Written task – Find every line in the listing below that contains the word "bedspread" and copy each of those lines in full.

## Begin Provided entries

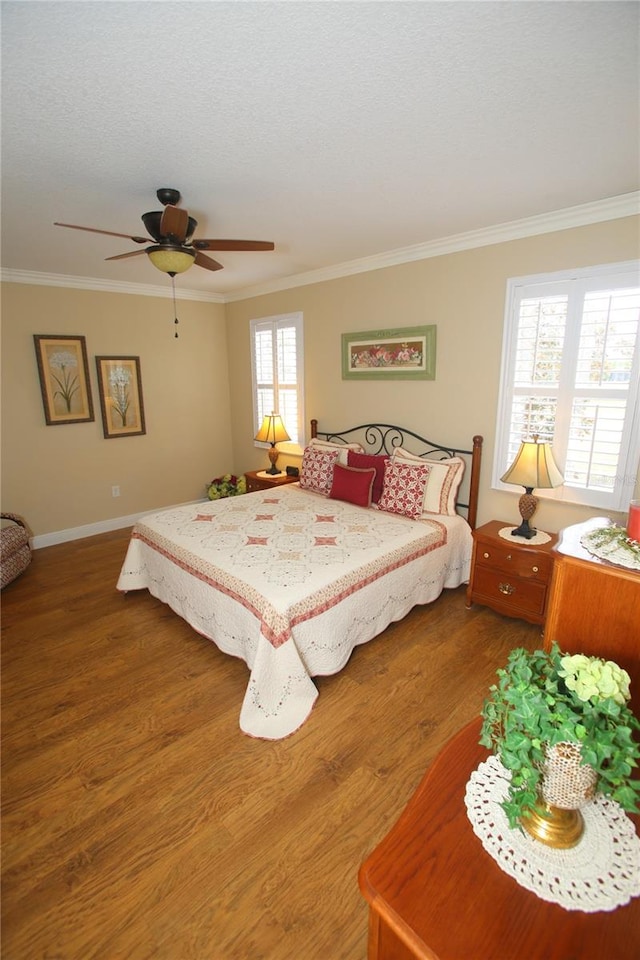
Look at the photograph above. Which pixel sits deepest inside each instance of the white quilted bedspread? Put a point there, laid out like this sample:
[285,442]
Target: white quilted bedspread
[291,582]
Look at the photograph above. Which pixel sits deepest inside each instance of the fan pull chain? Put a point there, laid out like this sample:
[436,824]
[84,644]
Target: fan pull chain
[175,309]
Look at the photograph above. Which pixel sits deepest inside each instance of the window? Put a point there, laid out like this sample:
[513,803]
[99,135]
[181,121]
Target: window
[277,373]
[571,375]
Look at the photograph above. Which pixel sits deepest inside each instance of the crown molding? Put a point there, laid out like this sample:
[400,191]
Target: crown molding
[105,286]
[613,208]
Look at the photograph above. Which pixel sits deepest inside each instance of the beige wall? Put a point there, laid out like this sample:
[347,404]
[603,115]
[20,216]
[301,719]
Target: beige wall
[197,389]
[464,294]
[60,477]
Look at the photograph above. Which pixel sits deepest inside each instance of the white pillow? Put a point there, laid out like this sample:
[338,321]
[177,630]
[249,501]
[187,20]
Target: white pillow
[342,448]
[445,477]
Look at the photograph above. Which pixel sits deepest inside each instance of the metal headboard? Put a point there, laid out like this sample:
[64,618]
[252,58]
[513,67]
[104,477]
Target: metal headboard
[383,438]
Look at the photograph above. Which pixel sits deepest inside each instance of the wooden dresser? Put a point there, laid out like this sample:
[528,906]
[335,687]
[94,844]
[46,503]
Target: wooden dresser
[594,605]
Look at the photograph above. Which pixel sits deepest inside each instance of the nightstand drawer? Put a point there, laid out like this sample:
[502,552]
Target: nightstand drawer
[505,592]
[514,562]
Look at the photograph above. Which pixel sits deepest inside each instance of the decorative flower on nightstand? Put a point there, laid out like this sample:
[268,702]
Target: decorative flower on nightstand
[227,486]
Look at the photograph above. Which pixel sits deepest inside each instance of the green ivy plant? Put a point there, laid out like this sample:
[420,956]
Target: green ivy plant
[228,485]
[543,698]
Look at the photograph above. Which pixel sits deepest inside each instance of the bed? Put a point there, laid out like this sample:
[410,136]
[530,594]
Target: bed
[293,578]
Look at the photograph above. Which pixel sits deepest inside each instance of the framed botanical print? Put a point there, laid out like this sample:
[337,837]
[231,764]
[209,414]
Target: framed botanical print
[120,386]
[64,378]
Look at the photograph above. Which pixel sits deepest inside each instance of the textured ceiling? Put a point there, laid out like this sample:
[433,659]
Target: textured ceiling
[338,130]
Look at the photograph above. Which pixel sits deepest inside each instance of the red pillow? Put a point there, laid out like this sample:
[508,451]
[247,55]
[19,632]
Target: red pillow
[352,485]
[366,461]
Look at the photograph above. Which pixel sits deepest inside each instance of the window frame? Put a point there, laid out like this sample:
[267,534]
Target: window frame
[276,322]
[574,284]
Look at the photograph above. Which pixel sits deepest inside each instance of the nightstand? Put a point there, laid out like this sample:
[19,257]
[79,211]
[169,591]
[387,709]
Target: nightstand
[510,576]
[260,480]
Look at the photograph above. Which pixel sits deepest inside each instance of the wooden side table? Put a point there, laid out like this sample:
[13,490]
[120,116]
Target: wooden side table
[594,605]
[259,480]
[510,576]
[435,893]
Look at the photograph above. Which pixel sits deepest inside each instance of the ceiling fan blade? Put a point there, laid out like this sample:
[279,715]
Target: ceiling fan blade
[233,245]
[123,256]
[174,223]
[107,233]
[207,262]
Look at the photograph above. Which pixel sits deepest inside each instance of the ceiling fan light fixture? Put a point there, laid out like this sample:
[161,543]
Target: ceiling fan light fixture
[171,259]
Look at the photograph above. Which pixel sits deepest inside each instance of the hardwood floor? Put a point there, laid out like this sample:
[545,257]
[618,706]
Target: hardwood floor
[139,822]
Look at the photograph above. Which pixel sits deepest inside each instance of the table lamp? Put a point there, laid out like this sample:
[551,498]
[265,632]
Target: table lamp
[533,466]
[272,431]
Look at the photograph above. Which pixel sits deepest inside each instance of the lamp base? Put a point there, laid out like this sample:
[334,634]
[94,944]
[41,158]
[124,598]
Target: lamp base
[273,457]
[525,531]
[527,506]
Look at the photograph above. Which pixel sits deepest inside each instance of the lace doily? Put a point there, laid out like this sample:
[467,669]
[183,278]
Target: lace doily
[612,544]
[601,873]
[540,537]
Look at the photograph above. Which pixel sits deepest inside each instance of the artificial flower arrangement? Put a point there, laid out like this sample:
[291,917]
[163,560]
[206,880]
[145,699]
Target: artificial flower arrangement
[544,698]
[227,486]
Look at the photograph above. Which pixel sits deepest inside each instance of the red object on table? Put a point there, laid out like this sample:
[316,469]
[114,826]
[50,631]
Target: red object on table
[435,893]
[633,523]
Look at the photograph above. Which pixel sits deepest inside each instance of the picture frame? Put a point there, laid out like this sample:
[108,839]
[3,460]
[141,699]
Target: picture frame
[120,388]
[403,353]
[63,370]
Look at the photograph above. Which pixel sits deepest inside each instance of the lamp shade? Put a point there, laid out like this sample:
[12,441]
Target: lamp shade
[171,259]
[534,467]
[272,430]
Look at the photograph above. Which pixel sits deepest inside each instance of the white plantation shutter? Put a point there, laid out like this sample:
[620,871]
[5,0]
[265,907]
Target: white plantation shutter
[277,371]
[571,375]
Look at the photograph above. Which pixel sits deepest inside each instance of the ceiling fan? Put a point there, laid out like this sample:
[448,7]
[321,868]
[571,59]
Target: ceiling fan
[175,248]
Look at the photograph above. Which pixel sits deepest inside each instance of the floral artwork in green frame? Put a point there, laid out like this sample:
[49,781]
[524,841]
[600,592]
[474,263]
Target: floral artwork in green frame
[404,353]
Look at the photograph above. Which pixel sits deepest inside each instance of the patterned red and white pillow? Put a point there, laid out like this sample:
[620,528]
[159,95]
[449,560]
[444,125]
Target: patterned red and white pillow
[316,471]
[404,486]
[441,492]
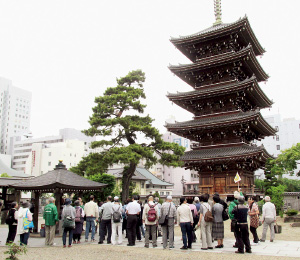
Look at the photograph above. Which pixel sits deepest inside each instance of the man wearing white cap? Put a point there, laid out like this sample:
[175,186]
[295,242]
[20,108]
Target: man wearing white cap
[168,208]
[116,221]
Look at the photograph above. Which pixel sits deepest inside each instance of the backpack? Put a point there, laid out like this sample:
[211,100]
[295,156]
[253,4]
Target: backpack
[151,216]
[208,217]
[117,215]
[78,215]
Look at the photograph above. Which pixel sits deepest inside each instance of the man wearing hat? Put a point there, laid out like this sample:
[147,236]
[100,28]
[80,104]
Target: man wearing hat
[168,208]
[116,221]
[105,224]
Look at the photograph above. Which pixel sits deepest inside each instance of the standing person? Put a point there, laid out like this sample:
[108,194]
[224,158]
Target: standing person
[232,205]
[185,220]
[79,218]
[206,227]
[150,218]
[51,219]
[133,210]
[254,218]
[91,212]
[168,209]
[68,215]
[218,223]
[22,213]
[268,219]
[116,221]
[240,213]
[105,224]
[12,223]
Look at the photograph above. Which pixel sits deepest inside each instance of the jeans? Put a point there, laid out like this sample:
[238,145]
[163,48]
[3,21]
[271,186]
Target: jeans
[90,222]
[254,233]
[268,222]
[24,238]
[186,230]
[70,235]
[105,224]
[242,233]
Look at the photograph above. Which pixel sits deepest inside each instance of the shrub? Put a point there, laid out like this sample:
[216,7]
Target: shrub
[291,212]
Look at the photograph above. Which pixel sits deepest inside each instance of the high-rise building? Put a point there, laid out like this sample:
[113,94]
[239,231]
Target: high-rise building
[15,106]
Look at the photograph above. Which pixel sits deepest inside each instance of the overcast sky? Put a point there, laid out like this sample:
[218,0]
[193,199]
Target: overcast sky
[68,52]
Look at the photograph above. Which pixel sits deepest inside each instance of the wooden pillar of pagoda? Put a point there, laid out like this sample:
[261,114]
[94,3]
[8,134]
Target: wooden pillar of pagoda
[36,211]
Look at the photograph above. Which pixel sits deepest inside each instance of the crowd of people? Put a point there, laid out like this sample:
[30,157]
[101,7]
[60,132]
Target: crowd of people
[114,219]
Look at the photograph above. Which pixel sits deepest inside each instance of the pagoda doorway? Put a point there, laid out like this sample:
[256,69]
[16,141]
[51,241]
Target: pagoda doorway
[220,185]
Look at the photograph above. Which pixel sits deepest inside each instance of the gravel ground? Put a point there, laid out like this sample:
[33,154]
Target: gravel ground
[92,252]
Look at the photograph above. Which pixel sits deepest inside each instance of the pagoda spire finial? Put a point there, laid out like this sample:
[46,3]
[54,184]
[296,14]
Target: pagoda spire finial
[218,12]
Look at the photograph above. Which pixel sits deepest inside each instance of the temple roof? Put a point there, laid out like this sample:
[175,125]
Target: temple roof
[235,118]
[242,26]
[226,153]
[246,56]
[219,90]
[59,178]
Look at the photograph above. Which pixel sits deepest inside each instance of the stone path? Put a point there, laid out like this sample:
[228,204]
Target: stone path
[277,248]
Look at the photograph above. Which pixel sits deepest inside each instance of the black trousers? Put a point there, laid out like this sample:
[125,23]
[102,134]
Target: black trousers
[242,233]
[105,225]
[254,233]
[12,231]
[131,228]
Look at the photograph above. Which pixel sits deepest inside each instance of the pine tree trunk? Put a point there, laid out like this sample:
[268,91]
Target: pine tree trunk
[127,175]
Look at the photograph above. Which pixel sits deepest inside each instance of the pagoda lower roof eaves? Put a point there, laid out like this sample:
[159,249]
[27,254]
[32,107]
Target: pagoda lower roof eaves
[223,89]
[224,120]
[226,154]
[221,60]
[219,30]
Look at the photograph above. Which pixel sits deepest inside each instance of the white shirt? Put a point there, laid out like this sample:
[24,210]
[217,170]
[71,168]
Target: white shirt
[133,208]
[269,211]
[184,213]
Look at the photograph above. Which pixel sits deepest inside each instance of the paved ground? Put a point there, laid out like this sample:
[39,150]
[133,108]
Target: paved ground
[277,248]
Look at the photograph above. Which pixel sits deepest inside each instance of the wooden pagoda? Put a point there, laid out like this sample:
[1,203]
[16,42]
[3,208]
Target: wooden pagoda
[225,102]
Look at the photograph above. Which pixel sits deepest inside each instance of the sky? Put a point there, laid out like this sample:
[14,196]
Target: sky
[68,52]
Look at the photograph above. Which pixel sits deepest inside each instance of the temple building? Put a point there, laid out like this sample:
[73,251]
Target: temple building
[226,100]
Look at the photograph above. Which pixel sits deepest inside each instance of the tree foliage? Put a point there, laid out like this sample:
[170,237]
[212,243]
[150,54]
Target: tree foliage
[126,136]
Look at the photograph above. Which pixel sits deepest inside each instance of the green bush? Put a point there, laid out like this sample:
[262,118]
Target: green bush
[291,212]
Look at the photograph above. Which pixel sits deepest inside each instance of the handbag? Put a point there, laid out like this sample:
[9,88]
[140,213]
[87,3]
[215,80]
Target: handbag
[26,223]
[163,220]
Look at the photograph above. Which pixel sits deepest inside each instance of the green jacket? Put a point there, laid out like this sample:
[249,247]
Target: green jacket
[50,214]
[231,207]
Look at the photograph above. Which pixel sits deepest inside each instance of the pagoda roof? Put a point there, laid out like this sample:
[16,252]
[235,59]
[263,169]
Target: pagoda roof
[59,178]
[218,90]
[227,119]
[228,153]
[246,54]
[242,26]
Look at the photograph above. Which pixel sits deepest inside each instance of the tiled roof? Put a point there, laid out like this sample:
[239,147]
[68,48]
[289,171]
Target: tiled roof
[223,152]
[58,178]
[216,120]
[152,179]
[118,173]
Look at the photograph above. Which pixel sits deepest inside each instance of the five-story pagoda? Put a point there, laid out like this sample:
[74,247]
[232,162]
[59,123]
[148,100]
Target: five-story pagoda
[225,102]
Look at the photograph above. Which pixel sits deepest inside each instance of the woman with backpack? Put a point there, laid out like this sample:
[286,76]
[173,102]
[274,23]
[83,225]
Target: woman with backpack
[12,222]
[79,218]
[116,221]
[68,215]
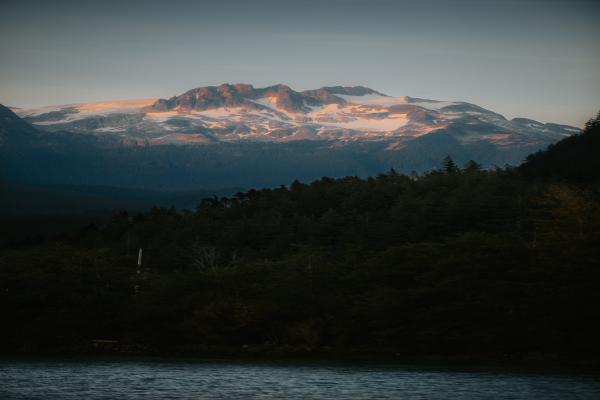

## End Provided entries

Full answer –
Look at the photograph above. Which pixel sits deepest inside each instance of the white quilted bedspread? Put a point there, laid out like this sample:
Target: white quilted bedspread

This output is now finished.